■ RECORDS PROVIDED:
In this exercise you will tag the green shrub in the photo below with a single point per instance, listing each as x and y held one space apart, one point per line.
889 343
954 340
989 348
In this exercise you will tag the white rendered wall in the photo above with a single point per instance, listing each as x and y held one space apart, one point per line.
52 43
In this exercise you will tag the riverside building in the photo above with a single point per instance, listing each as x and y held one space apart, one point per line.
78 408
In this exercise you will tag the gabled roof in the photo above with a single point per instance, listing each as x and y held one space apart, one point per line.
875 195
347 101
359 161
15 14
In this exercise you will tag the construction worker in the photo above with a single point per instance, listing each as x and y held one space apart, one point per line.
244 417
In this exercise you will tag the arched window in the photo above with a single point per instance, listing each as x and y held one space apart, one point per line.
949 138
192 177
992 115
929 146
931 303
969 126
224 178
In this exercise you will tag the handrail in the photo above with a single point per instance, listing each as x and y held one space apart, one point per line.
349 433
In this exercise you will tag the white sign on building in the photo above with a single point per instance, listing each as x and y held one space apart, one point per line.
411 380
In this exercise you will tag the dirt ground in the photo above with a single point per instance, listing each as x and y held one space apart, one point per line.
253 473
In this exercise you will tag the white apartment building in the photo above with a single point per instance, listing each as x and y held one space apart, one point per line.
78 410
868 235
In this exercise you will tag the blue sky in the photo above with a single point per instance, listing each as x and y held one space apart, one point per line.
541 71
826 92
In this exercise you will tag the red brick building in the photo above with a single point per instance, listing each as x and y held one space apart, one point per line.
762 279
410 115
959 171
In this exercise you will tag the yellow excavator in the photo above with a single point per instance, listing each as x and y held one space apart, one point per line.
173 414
--
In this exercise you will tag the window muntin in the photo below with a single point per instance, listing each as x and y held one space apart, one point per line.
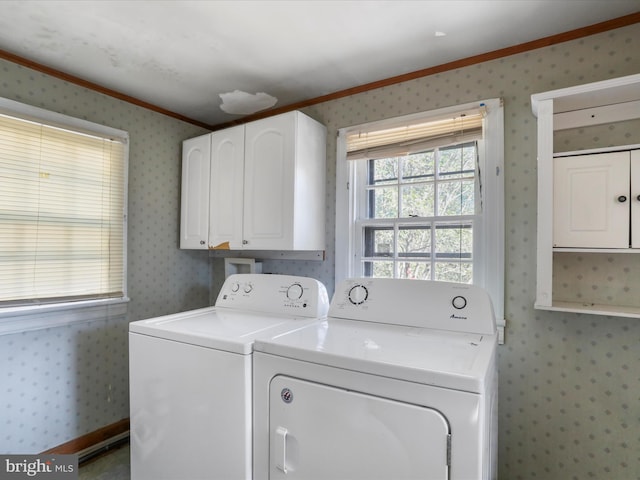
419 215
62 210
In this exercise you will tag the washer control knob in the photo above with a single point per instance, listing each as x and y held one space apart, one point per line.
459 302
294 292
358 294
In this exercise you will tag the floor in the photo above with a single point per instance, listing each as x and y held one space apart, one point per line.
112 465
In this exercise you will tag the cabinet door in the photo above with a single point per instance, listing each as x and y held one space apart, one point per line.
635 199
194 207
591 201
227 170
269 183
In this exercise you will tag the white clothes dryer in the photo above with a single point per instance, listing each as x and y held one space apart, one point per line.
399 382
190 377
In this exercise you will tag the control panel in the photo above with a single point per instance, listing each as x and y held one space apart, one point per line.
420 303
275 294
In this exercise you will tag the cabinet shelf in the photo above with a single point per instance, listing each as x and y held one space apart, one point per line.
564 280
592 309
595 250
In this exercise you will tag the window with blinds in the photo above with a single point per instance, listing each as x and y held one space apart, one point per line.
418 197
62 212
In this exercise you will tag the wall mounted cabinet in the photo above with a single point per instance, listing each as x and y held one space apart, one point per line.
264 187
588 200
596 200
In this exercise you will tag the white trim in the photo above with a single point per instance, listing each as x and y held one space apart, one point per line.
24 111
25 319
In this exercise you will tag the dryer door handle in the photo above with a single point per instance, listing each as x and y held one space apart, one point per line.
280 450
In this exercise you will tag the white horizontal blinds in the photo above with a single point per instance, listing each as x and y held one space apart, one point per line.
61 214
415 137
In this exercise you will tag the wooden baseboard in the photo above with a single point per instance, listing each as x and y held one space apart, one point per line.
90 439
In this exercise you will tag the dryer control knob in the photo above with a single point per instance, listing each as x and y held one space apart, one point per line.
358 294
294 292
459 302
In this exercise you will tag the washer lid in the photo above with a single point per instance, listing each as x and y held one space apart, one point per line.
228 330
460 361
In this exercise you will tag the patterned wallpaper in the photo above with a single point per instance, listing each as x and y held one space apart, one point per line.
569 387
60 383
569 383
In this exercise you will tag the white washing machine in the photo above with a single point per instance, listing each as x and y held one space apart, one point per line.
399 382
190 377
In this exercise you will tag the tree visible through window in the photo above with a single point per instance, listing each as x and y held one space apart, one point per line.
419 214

■ GOAL: Find each line in the material above that contains the word "blinds" and copy those lines in full.

■ CORRECT ANSWER:
In this exercise you will tag the window with blinds in the photo above with a single point per instance, listing each as x and y held one space apart, one point per line.
In this exercise you will tag the white horizontal blinds in the photo above with a single point per instance, listing each as x and y held one space apart, one point per line.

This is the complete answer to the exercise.